_Text excerpt:_

=== Begin Enclosure ===

Understand Natural Lighting
Another aspect of wildlife photography that is beyond your control is the lighting. It’s safe to assume that most of your photography will be done in the daytime. Depending on the exact hour that you’re there, the light coming from the Sun may be too harsh for your images. So, you’ll need to set the Fuji XT1 in such a way that your subject is still clear, and your pictures aren’t over-exposed.
Always remember: you don’t control much when it comes to wildlife photography. You can’t bring your flashes with you, nor can you even use the built-in flash on the camera. Not only will it ruin the image, you’ll probably scare the animals away as well!
Out in nature, even the lighting can go from one extreme to the other within moments. You may be experiencing harsh, bright lighting thanks to the hot Sun. Moments later, dark clouds may roll in and leave you in the dark, quite literally! Wherever you decide to do your wildlife photography, be sure to learn a litlte bit about the weather. That’ll give you a rough estimate of what your lighting conditions will be.
With enough understanding and a little bit of planning on your part, these changes in natural light won’t bother you much. You can just adapt and adjust your camera to make the most out of what you’ve got. See, that’s the key to doing wildlife photography with the Fuji XT1. You have to learn to make the most of whatever Mother Nature throws at you!
They say that patience is a virtue. That’s true. But when it comes to wildlife photography, patience is probably one of the most important things you need to bring with you. Patience can mean the difference between a productive day out in nature, or you returning home empty handed.
Patience can’t be bought, but it definitely can be trained. You may not have much patience the first few times you do wildlife photography. But over time and with practice, you’ll find that it gets much easier to be patient when attempting to capture your next impressive wildlife photo.
Still, what does it mean to be patient in the context of wildlife photography? It means that when you are standing there out in the open field with your Fuji XT1, you need to understand that things may change. As a matter of fact, you should expect things to change, almost as if its a certainty.
Most importantly, as discussed with the previous tips above, you should try to understand HOW those things may change.The animals you’re tracking might suddenly run away from you. A storm may suddenly kick in, trapping you under a tree. It’s much easier to be patient when these things happen if you anticipate them ahead of time.

=== End Enclosure ===

_Photo-based referring expression data:_
=== Begin Enclosure ===

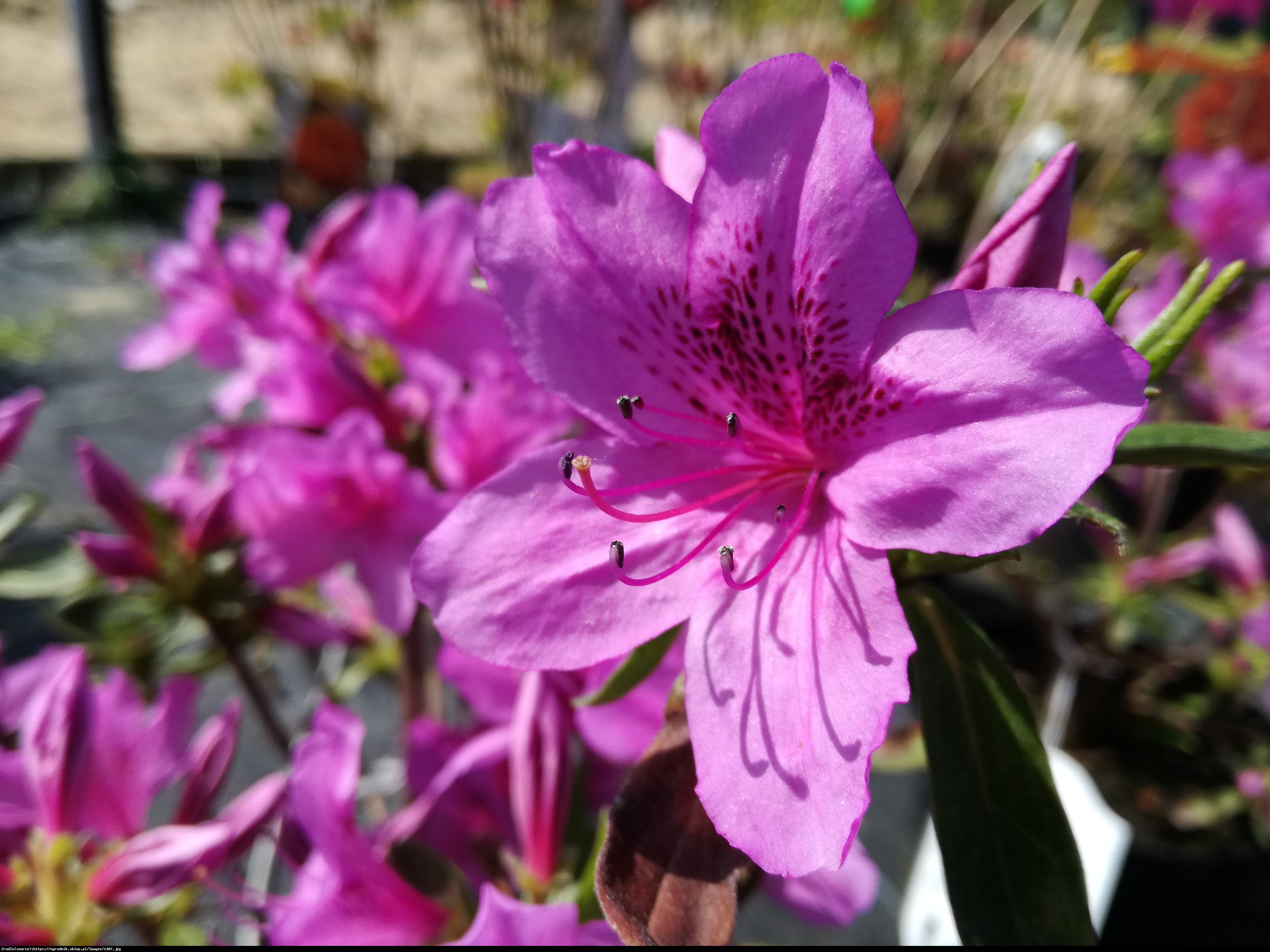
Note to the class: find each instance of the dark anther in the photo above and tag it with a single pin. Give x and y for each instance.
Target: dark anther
(726, 559)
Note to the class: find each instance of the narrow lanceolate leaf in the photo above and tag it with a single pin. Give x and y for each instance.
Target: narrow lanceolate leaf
(1193, 445)
(665, 876)
(1104, 521)
(638, 665)
(1109, 285)
(907, 565)
(1184, 299)
(1165, 351)
(1013, 871)
(56, 577)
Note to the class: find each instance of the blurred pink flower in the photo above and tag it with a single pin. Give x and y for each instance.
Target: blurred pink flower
(830, 897)
(17, 414)
(750, 327)
(1224, 202)
(308, 503)
(345, 893)
(219, 296)
(502, 921)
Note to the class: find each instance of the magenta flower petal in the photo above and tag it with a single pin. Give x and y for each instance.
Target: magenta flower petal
(112, 489)
(992, 413)
(117, 557)
(1239, 548)
(800, 678)
(495, 606)
(209, 763)
(680, 160)
(16, 417)
(796, 199)
(1027, 248)
(593, 234)
(157, 861)
(830, 897)
(502, 921)
(1178, 563)
(54, 737)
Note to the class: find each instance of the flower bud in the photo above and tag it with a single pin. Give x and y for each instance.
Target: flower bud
(111, 489)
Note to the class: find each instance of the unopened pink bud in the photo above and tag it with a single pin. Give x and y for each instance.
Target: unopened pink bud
(111, 489)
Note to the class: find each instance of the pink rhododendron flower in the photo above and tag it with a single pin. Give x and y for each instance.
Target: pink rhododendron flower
(386, 268)
(769, 407)
(17, 414)
(1239, 367)
(502, 921)
(1025, 248)
(680, 162)
(308, 503)
(830, 897)
(345, 893)
(219, 296)
(1225, 204)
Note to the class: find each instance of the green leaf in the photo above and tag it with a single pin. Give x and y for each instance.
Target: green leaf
(589, 906)
(1165, 351)
(638, 665)
(1185, 296)
(907, 565)
(55, 577)
(1105, 291)
(1104, 521)
(17, 513)
(1013, 871)
(1193, 445)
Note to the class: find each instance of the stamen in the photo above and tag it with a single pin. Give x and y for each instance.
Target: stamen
(696, 550)
(582, 464)
(800, 517)
(727, 559)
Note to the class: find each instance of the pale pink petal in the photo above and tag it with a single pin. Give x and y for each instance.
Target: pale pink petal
(519, 573)
(799, 243)
(830, 897)
(587, 261)
(789, 690)
(990, 414)
(502, 921)
(680, 160)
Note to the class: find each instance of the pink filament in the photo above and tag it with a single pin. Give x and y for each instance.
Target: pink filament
(800, 517)
(602, 504)
(718, 527)
(671, 481)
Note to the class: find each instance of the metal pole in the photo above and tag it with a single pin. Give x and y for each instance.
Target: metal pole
(93, 38)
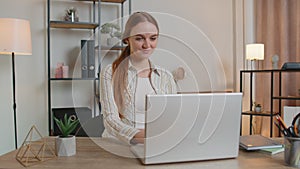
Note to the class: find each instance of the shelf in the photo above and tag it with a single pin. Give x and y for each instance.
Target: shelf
(112, 1)
(264, 113)
(70, 79)
(270, 70)
(76, 25)
(111, 47)
(287, 97)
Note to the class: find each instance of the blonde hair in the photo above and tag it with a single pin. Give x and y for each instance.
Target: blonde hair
(120, 65)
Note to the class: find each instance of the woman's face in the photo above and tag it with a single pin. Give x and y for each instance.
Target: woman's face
(143, 40)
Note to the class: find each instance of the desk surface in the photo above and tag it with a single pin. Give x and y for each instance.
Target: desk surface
(91, 154)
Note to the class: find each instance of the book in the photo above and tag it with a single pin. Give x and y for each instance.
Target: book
(84, 61)
(272, 151)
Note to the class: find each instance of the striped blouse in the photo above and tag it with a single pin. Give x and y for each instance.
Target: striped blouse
(123, 128)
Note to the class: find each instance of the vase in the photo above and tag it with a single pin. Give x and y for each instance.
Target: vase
(65, 146)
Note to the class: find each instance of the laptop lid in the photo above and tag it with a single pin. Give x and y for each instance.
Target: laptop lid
(189, 127)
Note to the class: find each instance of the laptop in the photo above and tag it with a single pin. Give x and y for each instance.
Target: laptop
(257, 142)
(190, 127)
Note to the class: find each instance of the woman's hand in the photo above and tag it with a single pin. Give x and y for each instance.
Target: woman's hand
(139, 137)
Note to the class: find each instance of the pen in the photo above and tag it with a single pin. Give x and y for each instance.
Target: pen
(281, 122)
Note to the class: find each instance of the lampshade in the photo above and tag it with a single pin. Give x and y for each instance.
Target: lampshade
(15, 36)
(255, 51)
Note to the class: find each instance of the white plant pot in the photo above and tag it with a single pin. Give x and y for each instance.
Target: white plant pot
(65, 146)
(258, 109)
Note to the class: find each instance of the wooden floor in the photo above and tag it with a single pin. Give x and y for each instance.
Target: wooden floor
(103, 153)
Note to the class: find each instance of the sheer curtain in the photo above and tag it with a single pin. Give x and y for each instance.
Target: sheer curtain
(278, 27)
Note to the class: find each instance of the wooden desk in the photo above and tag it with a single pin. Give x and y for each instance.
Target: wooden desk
(90, 155)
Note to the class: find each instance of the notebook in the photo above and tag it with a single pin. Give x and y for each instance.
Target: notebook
(257, 142)
(190, 127)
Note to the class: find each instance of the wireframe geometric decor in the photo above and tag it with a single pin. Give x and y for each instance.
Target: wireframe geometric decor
(34, 149)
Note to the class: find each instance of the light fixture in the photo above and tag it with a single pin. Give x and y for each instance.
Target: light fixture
(254, 52)
(15, 39)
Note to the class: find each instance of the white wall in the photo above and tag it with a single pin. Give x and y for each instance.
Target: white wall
(200, 36)
(203, 36)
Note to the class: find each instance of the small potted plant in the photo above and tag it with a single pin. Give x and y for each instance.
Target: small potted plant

=== End Enclosure ===

_Required actions:_
1 > Based on the wildlife photography text, decide whether each statement agrees with it: (a) the camera's built-in flash may be used when light is poor; (b) patience can be trained; (c) most wildlife photography can be expected to happen at night. Answer yes or no for each, quoting the words of the text that decide it.
2 > Resume the wildlife photography text, writing on from its final sentence in the same style.

_Answers to the exercises:_
1 >
(a) No: "You can’t bring your flashes with you, nor can you even use the built-in flash on the camera."
(b) Yes: "Patience can’t be bought, but it definitely can be trained."
(c) No: "It’s safe to assume that most of your photography will be done in the daytime."

2 >
So, one of the best ways to increase your patience is to do your homework. Understand your gear, understand your animal subjects, and understand the environment you’re going into. That way, your patience will last much longer than that of someone who came unprepared.
Let’s be honest. If it’s not fun to do, it’s not worth doing at all. The same is true when it comes to wildlife photography. After all, you didn’t buy the Fuji XT1 just to be miserable using it, right? No, you want to capture some great photographs but have a fun time while doing that.
Having fun with wildlife photography isn’t always easy. As you can see from the tips above, it takes a bit of work to get it right. The challenges are plenty, and the rewards aren’t always guaranteed.
One piece of advice here is to imagine the positives. Yes, I know this sounds like another piece of ‘look on the bright side’ kind of advice. But the truth is, if you imagine things going right, then at least you know what you’re working hard for.
So, what does it look like when wildlife photography goes right? What does it look like when it’s really fun to do?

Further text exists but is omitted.